**Data supplied**
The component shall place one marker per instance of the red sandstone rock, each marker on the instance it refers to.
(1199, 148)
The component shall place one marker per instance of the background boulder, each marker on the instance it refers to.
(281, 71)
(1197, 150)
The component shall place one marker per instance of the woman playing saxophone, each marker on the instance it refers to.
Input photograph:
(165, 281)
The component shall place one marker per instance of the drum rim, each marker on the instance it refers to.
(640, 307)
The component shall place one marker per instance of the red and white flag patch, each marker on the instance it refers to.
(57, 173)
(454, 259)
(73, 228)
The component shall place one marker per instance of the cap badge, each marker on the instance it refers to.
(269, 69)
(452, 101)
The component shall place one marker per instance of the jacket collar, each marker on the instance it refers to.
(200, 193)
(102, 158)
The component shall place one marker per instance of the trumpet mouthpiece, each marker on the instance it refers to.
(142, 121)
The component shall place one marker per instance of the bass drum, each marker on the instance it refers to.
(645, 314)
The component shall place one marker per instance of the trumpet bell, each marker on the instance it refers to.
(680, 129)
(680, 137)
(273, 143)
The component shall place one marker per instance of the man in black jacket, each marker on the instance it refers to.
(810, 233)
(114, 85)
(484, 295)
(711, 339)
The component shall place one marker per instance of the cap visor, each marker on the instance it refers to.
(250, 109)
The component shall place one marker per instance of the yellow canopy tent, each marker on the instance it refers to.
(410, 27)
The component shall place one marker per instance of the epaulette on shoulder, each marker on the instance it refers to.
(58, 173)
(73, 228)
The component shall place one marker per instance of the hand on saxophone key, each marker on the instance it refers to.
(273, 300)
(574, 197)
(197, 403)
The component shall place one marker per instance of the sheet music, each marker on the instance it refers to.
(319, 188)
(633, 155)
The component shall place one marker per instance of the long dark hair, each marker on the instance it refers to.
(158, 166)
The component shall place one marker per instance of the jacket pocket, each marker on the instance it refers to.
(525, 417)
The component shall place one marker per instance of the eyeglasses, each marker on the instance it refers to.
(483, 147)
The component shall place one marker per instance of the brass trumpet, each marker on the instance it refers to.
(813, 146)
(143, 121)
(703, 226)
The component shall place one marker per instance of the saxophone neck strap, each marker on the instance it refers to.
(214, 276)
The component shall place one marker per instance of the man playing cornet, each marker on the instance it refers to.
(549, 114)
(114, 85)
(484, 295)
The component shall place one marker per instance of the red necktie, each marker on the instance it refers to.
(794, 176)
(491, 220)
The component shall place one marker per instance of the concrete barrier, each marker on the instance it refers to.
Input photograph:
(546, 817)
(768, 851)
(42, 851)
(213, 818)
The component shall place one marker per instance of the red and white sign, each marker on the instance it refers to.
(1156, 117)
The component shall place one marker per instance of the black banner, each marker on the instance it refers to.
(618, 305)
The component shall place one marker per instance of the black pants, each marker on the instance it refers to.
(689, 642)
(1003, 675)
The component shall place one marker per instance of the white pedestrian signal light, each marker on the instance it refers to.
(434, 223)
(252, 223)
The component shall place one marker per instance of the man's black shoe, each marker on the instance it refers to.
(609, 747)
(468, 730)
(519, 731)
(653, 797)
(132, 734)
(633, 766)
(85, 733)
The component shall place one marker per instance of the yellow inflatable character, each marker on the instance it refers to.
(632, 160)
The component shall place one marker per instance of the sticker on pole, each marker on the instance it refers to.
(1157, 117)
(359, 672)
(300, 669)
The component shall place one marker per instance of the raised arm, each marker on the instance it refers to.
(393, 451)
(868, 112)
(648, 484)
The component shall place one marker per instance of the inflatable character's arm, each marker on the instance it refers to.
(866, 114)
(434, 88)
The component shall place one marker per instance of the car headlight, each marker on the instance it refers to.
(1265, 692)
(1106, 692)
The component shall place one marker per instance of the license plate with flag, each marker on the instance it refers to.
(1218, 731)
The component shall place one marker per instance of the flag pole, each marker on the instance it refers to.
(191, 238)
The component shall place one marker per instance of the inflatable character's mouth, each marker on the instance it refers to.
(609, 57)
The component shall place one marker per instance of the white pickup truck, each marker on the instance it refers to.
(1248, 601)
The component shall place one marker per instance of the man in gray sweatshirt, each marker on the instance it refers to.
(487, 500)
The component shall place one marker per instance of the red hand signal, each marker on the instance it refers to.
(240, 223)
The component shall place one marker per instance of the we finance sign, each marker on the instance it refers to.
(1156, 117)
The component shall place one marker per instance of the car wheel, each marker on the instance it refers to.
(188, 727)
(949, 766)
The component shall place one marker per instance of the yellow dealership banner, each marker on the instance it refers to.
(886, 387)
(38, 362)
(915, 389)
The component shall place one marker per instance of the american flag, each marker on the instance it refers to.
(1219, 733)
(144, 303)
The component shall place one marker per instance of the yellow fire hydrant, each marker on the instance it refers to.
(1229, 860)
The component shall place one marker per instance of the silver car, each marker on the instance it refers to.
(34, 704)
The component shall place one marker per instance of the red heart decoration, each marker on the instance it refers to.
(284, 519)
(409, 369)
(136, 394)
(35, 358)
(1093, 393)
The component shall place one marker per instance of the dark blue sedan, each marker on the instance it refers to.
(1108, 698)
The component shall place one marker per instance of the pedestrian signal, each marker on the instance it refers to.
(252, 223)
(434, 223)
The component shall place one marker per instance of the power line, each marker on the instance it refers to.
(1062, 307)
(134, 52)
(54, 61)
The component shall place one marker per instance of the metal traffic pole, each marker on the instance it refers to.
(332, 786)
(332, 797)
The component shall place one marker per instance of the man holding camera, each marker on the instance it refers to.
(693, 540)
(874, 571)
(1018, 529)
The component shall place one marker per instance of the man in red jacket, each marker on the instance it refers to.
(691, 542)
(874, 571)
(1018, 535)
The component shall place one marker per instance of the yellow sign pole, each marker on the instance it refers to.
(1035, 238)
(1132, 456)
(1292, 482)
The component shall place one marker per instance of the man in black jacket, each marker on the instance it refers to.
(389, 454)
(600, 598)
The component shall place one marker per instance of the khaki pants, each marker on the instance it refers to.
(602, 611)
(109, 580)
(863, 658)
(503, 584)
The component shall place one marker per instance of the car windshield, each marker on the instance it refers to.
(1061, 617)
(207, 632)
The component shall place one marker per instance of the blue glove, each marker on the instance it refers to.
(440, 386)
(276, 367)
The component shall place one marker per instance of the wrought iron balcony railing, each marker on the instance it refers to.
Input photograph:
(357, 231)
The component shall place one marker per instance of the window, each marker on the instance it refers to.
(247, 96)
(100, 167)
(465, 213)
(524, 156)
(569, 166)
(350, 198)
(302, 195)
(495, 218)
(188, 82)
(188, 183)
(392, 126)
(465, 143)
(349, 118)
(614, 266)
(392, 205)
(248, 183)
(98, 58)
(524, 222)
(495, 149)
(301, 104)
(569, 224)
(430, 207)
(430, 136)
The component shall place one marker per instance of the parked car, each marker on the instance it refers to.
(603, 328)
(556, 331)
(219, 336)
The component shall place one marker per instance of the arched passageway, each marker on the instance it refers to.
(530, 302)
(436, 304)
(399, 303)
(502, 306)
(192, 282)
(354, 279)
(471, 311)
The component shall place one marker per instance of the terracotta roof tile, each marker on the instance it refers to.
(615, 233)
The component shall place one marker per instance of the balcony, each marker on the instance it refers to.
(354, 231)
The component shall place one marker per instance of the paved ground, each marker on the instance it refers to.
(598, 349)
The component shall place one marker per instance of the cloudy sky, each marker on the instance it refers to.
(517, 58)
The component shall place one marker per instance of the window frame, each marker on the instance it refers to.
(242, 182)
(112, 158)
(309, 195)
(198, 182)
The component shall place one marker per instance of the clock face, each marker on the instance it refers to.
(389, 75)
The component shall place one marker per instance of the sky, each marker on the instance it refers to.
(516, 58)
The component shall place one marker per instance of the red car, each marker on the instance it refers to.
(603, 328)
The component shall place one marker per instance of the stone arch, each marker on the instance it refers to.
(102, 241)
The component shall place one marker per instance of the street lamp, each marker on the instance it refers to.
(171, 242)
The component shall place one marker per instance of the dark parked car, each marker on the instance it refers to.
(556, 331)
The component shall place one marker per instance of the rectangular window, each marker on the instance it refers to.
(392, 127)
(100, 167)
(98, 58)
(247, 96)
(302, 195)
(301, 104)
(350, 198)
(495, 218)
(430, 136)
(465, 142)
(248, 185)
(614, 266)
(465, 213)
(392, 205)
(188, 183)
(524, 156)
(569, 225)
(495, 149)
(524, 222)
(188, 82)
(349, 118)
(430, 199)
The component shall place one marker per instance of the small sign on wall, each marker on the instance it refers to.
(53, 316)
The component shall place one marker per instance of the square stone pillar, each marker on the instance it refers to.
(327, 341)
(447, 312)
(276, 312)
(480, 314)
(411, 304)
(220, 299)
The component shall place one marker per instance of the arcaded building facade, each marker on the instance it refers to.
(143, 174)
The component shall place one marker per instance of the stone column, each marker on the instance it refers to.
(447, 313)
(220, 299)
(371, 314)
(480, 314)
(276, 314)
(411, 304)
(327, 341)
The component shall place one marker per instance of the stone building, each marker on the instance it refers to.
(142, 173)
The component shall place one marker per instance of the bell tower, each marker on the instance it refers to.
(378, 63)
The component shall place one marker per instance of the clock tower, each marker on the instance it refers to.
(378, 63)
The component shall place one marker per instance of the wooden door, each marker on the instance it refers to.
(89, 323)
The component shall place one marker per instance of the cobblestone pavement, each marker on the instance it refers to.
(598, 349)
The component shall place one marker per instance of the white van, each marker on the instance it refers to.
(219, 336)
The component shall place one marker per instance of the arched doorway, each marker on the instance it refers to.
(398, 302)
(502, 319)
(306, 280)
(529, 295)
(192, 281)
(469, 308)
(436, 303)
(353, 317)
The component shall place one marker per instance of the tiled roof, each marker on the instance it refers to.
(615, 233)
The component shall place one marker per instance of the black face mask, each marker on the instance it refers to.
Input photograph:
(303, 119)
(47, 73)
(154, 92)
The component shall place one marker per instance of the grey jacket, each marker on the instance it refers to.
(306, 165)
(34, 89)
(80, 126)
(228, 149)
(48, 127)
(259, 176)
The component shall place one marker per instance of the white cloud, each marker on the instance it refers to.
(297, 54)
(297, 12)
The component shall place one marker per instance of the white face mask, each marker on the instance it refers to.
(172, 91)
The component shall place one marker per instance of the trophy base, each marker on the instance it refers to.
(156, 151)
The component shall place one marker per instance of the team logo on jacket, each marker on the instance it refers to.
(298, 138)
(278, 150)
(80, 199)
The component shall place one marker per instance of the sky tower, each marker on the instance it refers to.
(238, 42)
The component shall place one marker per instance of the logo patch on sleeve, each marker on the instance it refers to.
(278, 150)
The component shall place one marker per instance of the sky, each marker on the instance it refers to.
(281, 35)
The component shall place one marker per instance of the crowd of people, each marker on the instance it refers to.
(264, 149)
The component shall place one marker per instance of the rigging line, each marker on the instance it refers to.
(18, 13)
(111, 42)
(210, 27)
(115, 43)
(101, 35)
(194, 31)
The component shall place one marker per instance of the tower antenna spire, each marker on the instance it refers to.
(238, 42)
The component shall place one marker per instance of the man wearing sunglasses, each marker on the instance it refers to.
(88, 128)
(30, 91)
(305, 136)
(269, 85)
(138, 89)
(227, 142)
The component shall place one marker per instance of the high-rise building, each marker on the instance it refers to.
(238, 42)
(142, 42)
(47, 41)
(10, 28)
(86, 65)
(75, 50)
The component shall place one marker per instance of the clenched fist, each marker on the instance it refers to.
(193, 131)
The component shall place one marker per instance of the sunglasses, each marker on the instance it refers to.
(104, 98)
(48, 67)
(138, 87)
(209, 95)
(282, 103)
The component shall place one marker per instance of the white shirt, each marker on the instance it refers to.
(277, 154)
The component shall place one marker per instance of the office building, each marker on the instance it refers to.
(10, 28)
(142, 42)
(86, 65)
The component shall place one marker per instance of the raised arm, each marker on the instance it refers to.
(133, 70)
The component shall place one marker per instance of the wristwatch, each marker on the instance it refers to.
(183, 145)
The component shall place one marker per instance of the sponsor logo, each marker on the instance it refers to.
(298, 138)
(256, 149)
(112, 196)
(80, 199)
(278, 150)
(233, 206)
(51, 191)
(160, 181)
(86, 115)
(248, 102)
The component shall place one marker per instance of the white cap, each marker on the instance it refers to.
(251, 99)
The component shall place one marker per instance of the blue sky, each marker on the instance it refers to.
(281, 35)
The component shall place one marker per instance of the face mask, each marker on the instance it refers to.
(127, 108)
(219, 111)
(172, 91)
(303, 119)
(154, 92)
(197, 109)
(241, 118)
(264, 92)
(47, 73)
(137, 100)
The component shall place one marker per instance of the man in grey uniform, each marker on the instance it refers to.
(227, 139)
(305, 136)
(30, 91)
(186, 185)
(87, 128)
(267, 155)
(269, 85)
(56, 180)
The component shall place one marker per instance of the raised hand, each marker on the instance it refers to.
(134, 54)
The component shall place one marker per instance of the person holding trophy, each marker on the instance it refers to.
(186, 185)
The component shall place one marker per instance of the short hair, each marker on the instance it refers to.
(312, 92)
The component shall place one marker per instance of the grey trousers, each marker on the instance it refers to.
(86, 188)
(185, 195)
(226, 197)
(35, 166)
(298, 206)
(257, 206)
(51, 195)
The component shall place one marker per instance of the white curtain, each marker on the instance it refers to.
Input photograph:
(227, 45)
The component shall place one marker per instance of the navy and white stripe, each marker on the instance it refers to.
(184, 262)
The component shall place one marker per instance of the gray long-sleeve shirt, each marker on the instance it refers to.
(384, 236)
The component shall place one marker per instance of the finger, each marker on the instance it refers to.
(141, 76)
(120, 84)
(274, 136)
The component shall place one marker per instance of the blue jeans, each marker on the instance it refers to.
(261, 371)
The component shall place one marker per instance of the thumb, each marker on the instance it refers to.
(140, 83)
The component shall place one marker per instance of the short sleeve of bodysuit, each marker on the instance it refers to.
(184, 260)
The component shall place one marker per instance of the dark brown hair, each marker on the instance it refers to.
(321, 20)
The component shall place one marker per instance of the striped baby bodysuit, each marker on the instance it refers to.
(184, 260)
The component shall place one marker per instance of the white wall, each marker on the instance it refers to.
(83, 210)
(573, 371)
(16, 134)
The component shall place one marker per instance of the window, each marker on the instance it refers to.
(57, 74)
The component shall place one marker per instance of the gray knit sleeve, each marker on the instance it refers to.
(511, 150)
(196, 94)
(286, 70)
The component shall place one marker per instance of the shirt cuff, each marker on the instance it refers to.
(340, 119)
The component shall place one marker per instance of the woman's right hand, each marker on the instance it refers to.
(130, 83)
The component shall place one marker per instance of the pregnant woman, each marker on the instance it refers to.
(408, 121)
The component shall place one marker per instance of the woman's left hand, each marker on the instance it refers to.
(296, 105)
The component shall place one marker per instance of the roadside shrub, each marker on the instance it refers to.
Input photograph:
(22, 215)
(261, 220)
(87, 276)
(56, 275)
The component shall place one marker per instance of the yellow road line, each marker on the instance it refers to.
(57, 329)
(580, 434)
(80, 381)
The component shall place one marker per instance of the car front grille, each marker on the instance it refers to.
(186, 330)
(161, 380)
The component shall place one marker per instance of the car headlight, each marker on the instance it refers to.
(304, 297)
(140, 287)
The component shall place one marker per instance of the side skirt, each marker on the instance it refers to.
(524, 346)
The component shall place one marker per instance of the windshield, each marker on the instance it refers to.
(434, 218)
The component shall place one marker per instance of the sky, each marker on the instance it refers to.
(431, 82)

**Directions**
Using only the entries above, output the line with "the yellow sign", the line with "The component shall place one marker per instance of the wrought", and all lines between them, exactly as they stand.

**Expected answer**
The component shall place one marker per instance of the yellow sign pole, each marker on the instance it refers to.
(1035, 238)
(1132, 456)
(1292, 482)
The component shall place one marker per instance of the man in black jacket, each marker on the instance it refers to.
(389, 454)
(600, 598)
The component shall place one marker per instance of the khaki pants, each marker on the instance it refers to.
(602, 611)
(109, 580)
(863, 658)
(503, 584)
The component shall place one marker per instance of the car windshield, each marker on the instance it refers to.
(1061, 617)
(207, 632)
The component shall place one marker per instance of the blue glove, each marker on the instance it refers to.
(440, 386)
(276, 367)
The component shall place one marker per instance of the wrought iron balcony railing, each marker on the instance it refers to.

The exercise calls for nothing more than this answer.